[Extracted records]
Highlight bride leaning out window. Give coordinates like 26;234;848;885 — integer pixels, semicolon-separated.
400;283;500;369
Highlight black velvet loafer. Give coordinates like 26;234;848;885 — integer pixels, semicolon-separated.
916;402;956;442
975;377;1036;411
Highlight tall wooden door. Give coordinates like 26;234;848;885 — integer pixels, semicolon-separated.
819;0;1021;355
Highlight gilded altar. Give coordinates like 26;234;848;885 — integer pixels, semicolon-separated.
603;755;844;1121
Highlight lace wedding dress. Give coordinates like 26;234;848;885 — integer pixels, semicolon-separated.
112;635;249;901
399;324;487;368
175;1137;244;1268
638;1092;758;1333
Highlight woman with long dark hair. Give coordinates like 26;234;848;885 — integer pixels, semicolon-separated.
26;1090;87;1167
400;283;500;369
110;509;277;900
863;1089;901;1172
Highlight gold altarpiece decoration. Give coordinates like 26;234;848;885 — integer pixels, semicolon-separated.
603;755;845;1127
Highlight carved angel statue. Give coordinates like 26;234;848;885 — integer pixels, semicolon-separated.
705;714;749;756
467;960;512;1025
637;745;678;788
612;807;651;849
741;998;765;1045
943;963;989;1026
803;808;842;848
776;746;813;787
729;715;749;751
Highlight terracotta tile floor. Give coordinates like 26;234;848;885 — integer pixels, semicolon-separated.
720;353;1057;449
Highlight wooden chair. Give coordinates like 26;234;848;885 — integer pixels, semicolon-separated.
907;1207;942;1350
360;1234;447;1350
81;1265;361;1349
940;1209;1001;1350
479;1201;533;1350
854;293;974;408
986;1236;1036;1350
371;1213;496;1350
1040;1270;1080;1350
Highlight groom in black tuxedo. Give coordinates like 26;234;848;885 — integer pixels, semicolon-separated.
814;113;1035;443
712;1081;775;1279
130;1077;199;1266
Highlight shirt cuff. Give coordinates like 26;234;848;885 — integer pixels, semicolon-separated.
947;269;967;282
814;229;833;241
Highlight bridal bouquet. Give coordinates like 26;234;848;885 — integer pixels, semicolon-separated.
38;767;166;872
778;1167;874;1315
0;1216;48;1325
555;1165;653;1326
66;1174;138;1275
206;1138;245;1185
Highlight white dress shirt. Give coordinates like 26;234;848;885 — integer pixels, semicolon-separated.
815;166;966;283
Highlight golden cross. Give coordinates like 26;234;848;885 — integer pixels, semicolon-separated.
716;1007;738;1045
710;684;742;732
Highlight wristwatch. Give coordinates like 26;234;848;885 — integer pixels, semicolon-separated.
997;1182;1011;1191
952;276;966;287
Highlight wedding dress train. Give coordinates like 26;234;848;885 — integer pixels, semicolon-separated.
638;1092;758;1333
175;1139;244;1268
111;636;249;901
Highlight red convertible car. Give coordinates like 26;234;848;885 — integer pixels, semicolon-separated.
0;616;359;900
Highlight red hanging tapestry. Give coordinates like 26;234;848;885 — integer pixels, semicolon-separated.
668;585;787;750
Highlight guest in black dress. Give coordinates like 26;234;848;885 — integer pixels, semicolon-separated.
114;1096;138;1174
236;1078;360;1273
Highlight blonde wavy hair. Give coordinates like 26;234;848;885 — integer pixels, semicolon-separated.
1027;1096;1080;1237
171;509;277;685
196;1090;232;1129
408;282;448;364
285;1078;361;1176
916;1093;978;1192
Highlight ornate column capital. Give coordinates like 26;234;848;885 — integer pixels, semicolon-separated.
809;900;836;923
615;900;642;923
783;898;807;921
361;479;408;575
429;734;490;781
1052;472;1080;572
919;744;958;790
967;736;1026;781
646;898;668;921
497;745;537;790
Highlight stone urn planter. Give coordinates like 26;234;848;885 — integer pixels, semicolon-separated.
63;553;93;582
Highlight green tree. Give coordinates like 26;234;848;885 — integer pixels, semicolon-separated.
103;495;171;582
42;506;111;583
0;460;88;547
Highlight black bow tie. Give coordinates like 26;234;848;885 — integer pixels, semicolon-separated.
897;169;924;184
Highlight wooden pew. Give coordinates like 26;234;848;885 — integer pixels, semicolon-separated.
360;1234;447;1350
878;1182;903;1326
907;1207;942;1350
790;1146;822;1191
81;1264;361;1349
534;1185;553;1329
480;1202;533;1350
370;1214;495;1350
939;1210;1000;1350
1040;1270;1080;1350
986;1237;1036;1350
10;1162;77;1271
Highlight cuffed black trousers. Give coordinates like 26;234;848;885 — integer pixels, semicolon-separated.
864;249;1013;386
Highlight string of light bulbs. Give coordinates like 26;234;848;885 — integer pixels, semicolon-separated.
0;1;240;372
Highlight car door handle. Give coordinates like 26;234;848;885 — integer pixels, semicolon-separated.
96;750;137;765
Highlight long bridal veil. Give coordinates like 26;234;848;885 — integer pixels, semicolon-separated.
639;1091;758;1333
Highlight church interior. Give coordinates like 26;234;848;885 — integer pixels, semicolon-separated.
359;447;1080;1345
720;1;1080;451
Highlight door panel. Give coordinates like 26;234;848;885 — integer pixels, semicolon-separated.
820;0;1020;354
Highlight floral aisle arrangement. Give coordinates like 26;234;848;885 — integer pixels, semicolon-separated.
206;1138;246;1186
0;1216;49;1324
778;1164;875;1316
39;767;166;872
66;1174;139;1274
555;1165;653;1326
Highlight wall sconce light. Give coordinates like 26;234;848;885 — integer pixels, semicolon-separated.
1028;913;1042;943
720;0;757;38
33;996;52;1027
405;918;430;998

* INSTRUCTIONS FOR THE TASK:
The expected answer is an exact copy of the lines beginning at the one with "Highlight floral aisle" and running to the end of the entries above.

* SOLUTION TO THIS TASK:
Highlight floral aisle arrangement. Give coordinates like 26;234;848;885 — integer pixels, semicolon-separated.
206;1138;246;1186
0;1216;49;1324
778;1164;875;1316
39;767;166;872
66;1174;139;1274
555;1165;653;1326
Highlight wall sconce light. Give coordinates like 26;234;848;885 — integer pixels, semicolon-separated.
1028;913;1042;943
720;0;757;38
33;996;52;1027
405;918;430;998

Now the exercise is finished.